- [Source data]

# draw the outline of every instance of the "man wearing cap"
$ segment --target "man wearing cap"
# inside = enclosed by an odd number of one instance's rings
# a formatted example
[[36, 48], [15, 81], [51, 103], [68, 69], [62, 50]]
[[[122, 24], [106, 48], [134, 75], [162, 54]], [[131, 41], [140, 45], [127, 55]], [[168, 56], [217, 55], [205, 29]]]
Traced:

- [Brief] Lay out the source data above as a Markdown table with two columns, Row and Line, numbering each line and leaving out any blank lines.

- [The solution]
| Row | Line |
|---|---|
| 1 | # draw the outline of every instance of the "man wearing cap" |
| 2 | $ segment --target "man wearing cap" |
| 3 | # inside = enclosed by an odd number of one instance's rings |
| 4 | # a formatted example |
| 5 | [[36, 48], [15, 81], [51, 103], [68, 69], [62, 50]] |
| 6 | [[[122, 24], [106, 48], [134, 75], [162, 54]], [[131, 41], [140, 45], [127, 55]], [[168, 56], [217, 55], [205, 29]]] |
| 7 | Traced: |